▶ **TEXTO DA PÁGINA**
>>>>>

Charpentier: Litanies de la Vierge; Miserere - Ensemble
Correspondances, Sébastien Daucé (d) (Harmonia Mundi, 2013)
Seu
inquilino, Charpentier trabalhou dezassete anos para Marie de Lorraine, a Marquesa
de Guise, a quem dedicou melodiosos salmos, oratórios, hinos, missas e motetos
com charme palaciano – já o “Te Deum”, cujo prelúdio permanece martirizado pelo
genérico das transmissões da Eurovisão, compôs ao serviço de um liceu jesuíta.
O Ensemble Correspondances prova-se insuperável nas litanias marianas.
Dvorák: Stabat Mater - Collegium Vocale Gent, Royal
Flemish Philharmonic, Philippe Herreweghe (d)
(Phi,
2013)
Com
um par delas portuguesas, são sessenta as vozes no coral de Gent; já os músicos
da deFilharmonie ascendem às sete dezenas. E não há um entre eles que não pareça
levar a peito as dores de Maria, e este texto, que, em tradução mais literal, começa
no verso: “Em pé, a Mãe dolorosa/ chorando junto à cruz/ da qual pendia seu Filho”.
Dvorák, com conhecimento de causa, levou a dor até à “glória do paraíso”.
Schubert
- Maurizio Pollini (p) (Deutsche Grammophon, 2013)
Melómanos
avisados ter-se-ão há muito familiarizado com estes registos – da fantasia ‘O
viajante’, às sonatas D845, D958, D959 e D960, passando pelas “Três Peças para
Piano” – em que, entre 1973 e 1987, um impiedoso Pollini escancarou a
extemporaneidade em Schubert. Mas agora que se promove a cíclica unificação desse
material melhor se compreendem estas estranhas figuras, entre o inefável e o
insidioso.
Strauss:
Also Sprach Zarathustra - Berliner Philharmoniker, Gustavo Dudamel (d) (Deutsche
Grammophon, 2013)
Foi
apropriado que o “2001”, de Kubrick, famoso filme acerca de um monólito, se iniciasse
ao som de música inspirada por um conceito que Nietzsche cogitou à sombra de um
enorme calhau. Dudamel não se deixa esmagar pelo peso da fantasia cultural mas
revela-se inesperadamente cauteloso e sublinha a incerteza. Já “As alegres
travessuras de Till Eulenspiegel” e “Don Juan” não lhe reservam segredos.
“The
Complete Alpha Recordings” - L’Arpeggiata, Christina Pluhar (d) (Alpha)

<<<<<

▶ **TAREFA CURTA 1**
Segundo o texto da página, por que razão foi apropriado que o “2001”, de Kubrick, começasse ao som de Also Sprach Zarathustra? Explique em uma a três frases.

▶ **LINHAS**
>>>>>

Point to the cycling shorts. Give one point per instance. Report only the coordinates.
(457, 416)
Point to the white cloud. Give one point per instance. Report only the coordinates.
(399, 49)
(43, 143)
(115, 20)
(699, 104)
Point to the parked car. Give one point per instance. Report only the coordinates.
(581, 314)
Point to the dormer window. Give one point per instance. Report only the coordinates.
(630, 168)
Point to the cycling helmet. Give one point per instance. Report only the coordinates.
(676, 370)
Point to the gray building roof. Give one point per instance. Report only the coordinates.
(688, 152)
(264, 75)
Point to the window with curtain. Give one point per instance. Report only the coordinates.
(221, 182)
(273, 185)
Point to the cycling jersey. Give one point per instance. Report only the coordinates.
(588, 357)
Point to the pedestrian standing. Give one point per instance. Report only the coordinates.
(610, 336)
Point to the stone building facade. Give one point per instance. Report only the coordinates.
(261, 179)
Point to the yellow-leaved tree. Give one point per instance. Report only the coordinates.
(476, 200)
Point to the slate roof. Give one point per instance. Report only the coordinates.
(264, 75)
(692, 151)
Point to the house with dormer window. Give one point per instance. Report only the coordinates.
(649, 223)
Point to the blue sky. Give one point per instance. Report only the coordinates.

<<<<<

▶ **TAREFA CURTA 2**
Apresente como lista JSON de strings, uma por linha e sem linhas em branco, o trecho dos registos que começa na linha que contém “Point to the yellow-leaved” e vai até ao fim desses registos, com ambas as pontas incluídas.

▶ **RESPOSTA COMPLETA 1**
Foi apropriado porque o filme trata de um monólito e a música foi inspirada por um conceito que Nietzsche cogitou à sombra de um enorme calhau.

▶ **RESPOSTA COMPLETA 2**
[
  "Point to the yellow-leaved tree. Give one point per instance. Report only the coordinates.",
  "(476, 200)",
  "Point to the slate roof. Give one point per instance. Report only the coordinates.",
  "(264, 75)",
  "(692, 151)",
  "Point to the house with dormer window. Give one point per instance. Report only the coordinates.",
  "(649, 223)",
  "Point to the blue sky. Give one point per instance. Report only the coordinates."
]